-- BEGIN --
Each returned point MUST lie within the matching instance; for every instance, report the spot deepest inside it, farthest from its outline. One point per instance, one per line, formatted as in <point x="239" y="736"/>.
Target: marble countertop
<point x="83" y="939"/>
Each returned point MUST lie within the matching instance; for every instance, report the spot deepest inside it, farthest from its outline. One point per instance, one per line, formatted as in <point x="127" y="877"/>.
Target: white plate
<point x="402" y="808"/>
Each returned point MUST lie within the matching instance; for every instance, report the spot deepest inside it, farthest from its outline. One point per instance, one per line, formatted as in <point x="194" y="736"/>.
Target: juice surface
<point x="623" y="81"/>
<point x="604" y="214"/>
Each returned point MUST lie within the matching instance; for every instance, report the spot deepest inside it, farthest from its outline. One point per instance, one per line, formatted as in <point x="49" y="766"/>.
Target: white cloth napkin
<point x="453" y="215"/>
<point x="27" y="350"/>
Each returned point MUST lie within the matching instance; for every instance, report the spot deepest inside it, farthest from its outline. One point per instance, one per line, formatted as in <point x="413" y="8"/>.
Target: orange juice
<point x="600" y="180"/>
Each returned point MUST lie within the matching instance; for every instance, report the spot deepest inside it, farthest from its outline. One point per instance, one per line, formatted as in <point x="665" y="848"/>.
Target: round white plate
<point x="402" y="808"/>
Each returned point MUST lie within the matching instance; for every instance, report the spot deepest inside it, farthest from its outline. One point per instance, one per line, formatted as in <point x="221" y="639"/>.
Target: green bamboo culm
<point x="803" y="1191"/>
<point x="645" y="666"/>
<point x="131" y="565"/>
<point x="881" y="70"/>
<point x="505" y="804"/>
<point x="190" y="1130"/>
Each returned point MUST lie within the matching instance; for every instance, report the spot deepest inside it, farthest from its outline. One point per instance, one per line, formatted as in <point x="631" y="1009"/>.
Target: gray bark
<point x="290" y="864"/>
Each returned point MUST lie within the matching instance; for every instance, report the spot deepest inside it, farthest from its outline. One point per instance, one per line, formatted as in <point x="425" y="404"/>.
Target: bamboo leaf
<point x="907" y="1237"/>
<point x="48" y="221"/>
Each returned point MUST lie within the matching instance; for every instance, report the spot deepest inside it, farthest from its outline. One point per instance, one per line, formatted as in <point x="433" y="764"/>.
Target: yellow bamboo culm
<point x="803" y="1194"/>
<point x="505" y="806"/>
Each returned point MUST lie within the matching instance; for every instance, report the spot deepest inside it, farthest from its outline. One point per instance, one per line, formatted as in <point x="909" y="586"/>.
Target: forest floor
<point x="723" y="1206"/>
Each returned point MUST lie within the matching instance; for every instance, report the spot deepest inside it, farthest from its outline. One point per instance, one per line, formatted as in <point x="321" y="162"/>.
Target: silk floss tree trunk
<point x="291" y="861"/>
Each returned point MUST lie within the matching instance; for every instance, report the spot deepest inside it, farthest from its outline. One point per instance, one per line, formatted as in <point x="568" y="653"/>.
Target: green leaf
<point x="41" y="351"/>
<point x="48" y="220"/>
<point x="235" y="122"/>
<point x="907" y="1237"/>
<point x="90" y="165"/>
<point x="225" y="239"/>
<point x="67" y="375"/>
-- END --
:: Task directions ::
Pick out every line of the material that contains the word "bamboo", treating uppercase and lowercase as different.

:: Solution to this exercise ::
Target: green bamboo culm
Target: bamboo leaf
Target: yellow bamboo culm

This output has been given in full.